• [Passage]
Southern
Serengeti, mid-March: we are surrounded by thousands of wildebeests on either
side. We’ve stopped our vehicle to watch. We look left and right, forward and
back: they are everywhere, a sea of life across this African plain. Running,
jumping, grazing, nursing. Bucks and youngsters, mothers and babies. We are
here at the end of calving season (500,000 calves are born each year, in a
mostly condensed time frame near the end of February ) and the beginning of their
annual migration (map here).
They are gathering in the tens of thousands, nursing their young and congregating under trees. When we first see them, the grass is tall and wavy; near the end of our week we see large swaths of short stubble as they set out, following patterns of
rains and grassland. Some 1.5 million wildebeests and 250,000 zebra travel a
nearly 2000-mile clockwise route each year to move south to west to north
(traversing national boundaries into Kenya’s Mara Maarai game reserve as well), and then
back again when the season comes round. Besides wildebeest and zebra, the
migration also includes Grant and Thompson gazelles, impala and eland. We feel
lucky and overwhelmed by the sheer numbers.
*
The
Serengeti is named from the Maasai language, Maa: ‘serengit’ means ‘endless
plains’.
Seeing
this migration in the Serengeti takes some doing. You have to travel hundreds of
miles (or thousands, depending on your departure point) just to get here, first
by air and then over rough roads. Our focus was the southern Serengeti and the Seronera
Valley, a grassy expanse of plain with granite kopjes offering shade and
shelter for their own mini-ecosystems with thriving baboon families, snakes, chameleons
and red-headed rock agama. How’d we come to be here, so far from our usual
coastal living? A relative who visits every now and then said at the beginning
of the month that he’d like to go on a safari – and invited us along. So we buttoned
up Momo and flew to Arusha. From
there, we travelled for a week with our binoculars and guide.

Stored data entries

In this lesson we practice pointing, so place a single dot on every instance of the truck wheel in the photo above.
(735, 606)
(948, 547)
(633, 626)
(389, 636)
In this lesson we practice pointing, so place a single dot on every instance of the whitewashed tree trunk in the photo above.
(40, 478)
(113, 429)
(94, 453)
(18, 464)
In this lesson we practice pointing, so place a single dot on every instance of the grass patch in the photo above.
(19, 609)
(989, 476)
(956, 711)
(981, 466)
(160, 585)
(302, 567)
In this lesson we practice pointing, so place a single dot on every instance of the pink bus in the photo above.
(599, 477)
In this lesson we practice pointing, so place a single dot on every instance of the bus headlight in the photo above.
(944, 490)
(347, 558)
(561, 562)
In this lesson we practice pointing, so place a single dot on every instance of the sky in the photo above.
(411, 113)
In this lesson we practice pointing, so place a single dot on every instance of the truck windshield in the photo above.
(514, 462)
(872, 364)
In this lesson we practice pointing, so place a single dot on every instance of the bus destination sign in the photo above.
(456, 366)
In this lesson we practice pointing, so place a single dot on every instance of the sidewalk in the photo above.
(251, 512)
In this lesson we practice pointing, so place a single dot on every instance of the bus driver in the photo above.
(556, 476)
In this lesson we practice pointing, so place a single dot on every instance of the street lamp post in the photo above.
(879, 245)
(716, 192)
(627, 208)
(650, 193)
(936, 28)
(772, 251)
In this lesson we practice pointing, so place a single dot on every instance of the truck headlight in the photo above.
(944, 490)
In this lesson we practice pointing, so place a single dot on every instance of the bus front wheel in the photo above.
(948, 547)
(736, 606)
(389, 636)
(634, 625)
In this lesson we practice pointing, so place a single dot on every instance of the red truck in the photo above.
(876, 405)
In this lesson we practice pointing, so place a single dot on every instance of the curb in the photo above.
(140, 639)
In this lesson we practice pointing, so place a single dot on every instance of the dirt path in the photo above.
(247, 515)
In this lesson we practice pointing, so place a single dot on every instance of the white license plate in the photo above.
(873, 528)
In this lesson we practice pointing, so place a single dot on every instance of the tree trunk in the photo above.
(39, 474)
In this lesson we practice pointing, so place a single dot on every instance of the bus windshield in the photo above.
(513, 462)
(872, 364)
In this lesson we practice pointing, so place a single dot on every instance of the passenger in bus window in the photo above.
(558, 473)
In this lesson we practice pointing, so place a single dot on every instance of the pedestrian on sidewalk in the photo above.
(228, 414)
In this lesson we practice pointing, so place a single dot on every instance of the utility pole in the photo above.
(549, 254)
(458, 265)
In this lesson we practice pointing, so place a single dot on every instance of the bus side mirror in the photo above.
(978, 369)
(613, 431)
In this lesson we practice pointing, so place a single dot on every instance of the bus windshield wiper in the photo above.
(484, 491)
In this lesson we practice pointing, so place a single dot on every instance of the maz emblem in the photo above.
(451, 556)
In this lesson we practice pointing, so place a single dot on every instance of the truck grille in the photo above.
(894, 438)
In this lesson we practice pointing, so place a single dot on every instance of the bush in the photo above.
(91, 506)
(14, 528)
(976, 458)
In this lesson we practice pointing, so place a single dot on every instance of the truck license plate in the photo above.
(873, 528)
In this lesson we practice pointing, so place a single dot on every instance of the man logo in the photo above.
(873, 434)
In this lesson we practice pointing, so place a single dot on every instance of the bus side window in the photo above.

• [What is asked]
1. Please list the creatures that the Serengeti passage says live in the mini-ecosystems of the granite kopjes.
2. Decide whether each statement agrees with the Serengeti passage. Answer yes or no and quote the deciding words. (a) About 500,000 wildebeest calves are born each year. (b) The migration follows a counterclockwise route. (c) The Maa word 'serengit' means 'endless plains'.

• [Results in order]
1. Baboon families, snakes, chameleons and red-headed rock agama.

2.
(a) Yes: "500,000 calves are born each year"
(b) No: "a nearly 2000-mile clockwise route"
(c) Yes: "‘serengit’ means ‘endless plains’"